▶ [CHALLENGE]: The data follows this line. Copy verbatim the line with "Can you see the car door?" and each line after it to the end.

▶ [Object point labels]:

— Start —

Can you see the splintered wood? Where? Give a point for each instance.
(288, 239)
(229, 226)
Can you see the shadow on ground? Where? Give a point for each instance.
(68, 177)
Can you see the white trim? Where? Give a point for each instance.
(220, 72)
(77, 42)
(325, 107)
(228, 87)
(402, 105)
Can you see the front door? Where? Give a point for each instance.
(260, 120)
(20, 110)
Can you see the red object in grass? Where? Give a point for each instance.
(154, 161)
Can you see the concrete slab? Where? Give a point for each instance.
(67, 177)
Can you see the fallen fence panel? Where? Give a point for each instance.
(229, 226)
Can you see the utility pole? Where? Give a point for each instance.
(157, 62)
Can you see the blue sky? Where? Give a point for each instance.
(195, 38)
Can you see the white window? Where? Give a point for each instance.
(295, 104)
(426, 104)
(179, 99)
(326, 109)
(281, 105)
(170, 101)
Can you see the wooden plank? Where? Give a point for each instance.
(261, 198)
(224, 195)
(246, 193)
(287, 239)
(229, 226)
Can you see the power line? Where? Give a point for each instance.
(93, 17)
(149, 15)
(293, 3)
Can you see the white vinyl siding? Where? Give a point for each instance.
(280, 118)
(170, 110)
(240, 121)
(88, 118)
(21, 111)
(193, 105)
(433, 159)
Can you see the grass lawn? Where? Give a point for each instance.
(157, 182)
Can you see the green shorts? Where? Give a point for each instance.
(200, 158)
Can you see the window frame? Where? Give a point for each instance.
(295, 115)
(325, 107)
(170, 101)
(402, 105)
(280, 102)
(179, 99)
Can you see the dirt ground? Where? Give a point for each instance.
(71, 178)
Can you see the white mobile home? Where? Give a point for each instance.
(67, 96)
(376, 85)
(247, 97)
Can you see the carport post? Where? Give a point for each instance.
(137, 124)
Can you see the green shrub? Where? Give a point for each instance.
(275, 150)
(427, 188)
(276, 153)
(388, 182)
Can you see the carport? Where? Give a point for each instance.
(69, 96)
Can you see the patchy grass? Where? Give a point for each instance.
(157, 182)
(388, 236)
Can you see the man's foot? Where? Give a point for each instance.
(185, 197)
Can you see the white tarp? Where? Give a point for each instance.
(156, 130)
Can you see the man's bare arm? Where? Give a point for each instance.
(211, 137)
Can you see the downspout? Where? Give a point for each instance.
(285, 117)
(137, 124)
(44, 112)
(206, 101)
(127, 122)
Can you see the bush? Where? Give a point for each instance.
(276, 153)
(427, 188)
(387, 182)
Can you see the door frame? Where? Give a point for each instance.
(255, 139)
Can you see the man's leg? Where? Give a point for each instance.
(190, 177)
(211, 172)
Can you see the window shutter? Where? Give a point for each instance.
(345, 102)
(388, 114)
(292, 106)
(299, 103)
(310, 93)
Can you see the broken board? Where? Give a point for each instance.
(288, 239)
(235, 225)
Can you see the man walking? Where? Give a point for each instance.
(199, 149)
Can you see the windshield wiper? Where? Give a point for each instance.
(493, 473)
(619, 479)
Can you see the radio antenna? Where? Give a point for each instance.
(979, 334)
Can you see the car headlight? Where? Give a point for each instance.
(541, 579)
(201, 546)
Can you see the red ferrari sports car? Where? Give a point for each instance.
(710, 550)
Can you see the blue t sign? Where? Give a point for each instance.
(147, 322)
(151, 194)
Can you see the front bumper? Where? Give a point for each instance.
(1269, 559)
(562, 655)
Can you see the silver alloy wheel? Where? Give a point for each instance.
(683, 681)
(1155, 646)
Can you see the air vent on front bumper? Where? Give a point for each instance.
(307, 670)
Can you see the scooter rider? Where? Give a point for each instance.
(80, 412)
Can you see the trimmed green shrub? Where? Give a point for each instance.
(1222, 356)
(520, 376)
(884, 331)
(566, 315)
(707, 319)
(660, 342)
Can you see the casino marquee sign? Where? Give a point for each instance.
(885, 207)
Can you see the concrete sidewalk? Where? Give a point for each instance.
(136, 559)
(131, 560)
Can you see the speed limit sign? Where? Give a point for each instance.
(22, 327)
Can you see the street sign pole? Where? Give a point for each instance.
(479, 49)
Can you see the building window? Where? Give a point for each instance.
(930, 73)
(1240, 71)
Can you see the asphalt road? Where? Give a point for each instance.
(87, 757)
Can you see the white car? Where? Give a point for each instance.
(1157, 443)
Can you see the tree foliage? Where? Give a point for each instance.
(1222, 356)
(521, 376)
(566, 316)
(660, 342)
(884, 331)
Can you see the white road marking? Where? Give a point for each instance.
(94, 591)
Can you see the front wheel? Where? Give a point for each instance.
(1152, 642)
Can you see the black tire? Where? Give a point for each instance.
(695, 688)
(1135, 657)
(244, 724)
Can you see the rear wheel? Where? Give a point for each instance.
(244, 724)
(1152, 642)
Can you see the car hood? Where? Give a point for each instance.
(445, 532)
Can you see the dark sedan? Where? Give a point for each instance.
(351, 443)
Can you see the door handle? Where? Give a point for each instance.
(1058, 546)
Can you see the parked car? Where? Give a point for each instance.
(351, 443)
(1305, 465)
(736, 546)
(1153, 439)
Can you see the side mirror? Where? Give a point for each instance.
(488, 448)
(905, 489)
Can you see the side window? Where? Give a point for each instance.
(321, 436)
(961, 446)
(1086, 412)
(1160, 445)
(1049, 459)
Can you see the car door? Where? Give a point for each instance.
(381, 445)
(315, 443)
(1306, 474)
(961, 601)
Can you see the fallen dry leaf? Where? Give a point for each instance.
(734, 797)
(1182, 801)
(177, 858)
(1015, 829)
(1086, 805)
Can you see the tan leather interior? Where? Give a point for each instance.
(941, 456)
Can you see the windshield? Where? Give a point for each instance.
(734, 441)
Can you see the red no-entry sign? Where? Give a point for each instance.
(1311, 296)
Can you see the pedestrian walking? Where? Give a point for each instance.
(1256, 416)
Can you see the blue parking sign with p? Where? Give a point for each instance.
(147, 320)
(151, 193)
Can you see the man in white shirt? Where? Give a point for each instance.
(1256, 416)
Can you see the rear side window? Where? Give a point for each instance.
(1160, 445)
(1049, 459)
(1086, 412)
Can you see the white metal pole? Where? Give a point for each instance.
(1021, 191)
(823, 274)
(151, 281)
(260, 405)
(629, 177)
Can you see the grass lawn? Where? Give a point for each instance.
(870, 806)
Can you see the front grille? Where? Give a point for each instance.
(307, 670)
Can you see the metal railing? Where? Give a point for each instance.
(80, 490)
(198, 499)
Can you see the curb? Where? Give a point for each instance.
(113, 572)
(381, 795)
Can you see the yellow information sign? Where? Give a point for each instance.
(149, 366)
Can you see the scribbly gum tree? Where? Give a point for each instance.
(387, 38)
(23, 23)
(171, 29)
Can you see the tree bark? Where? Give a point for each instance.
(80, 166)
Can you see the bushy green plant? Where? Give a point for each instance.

— End —

▶ [THE REPLY]:
Can you see the car door? Where? Give a point for each instance.
(381, 445)
(315, 443)
(1306, 474)
(961, 601)
Can you see the fallen dry leaf? Where? Give a point for each instance.
(734, 797)
(1182, 801)
(177, 858)
(1015, 829)
(1086, 805)
Can you see the tan leather interior? Where? Give a point for each instance.
(941, 456)
Can you see the windshield? Where? Give a point for each instance.
(734, 441)
Can you see the red no-entry sign? Where? Give a point for each instance.
(1311, 296)
Can you see the pedestrian walking? Where? Give a point for each instance.
(1256, 416)
Can you see the blue parking sign with p? Where? Give a point for each instance.
(147, 320)
(151, 193)
Can you see the man in white shirt? Where? Give a point for each instance.
(1256, 416)
Can you see the rear side window? Where? Give a point for each instance.
(1160, 445)
(1049, 459)
(1086, 412)
Can you see the white metal pole? Where? Give a point for each instance.
(1021, 191)
(823, 274)
(151, 281)
(260, 405)
(629, 177)
Can you see the grass lawn? Where? Give a point for each instance.
(870, 806)
Can you see the front grille? Where? Give a point for each instance.
(307, 670)
Can you see the metal railing? Where? Give a point for each instance.
(80, 490)
(198, 499)
Can you see the curb? Where? Give a point for each instance.
(113, 572)
(381, 795)
Can you see the yellow information sign? Where? Give a point for each instance.
(149, 366)
Can you see the scribbly gum tree? Where? Give a point for each instance.
(387, 38)
(23, 23)
(171, 29)
Can you see the tree bark? Where? Give a point for each instance.
(80, 166)
Can you see the bushy green plant? Where? Give a point for each instance.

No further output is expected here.